WHAT TO DO: Write out the following rows again word for word, leaving the pictures out.

(Box-labeled dataset extracts)
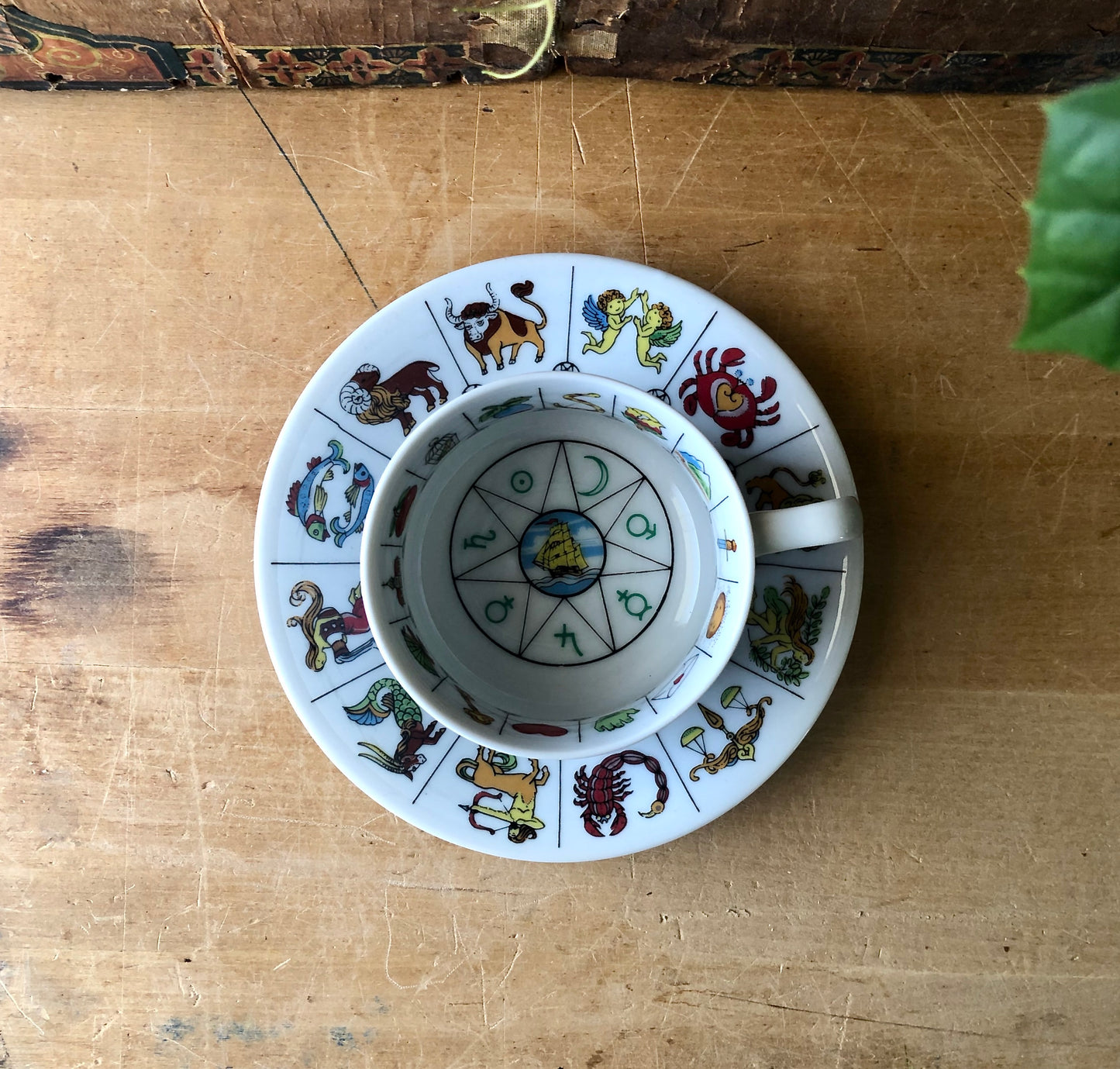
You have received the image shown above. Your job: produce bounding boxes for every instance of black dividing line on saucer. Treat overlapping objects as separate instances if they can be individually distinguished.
[315,408,392,460]
[557,753,564,850]
[728,658,805,702]
[653,732,700,812]
[312,661,385,702]
[665,309,719,392]
[755,557,848,575]
[557,264,576,363]
[411,735,463,805]
[423,300,470,385]
[269,560,362,568]
[732,423,821,472]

EXERCISE RESPONSE:
You have received the image shown above. Your job: produce bounding boxes for every instance of black dividing line on saucer. Treat overlapping objects as separate instances if they can be individually distinguished.
[315,408,392,460]
[557,753,564,850]
[728,658,805,702]
[653,732,700,812]
[312,661,385,702]
[665,309,719,392]
[755,557,848,575]
[557,264,576,363]
[411,735,463,805]
[423,300,470,385]
[269,560,362,568]
[732,423,821,472]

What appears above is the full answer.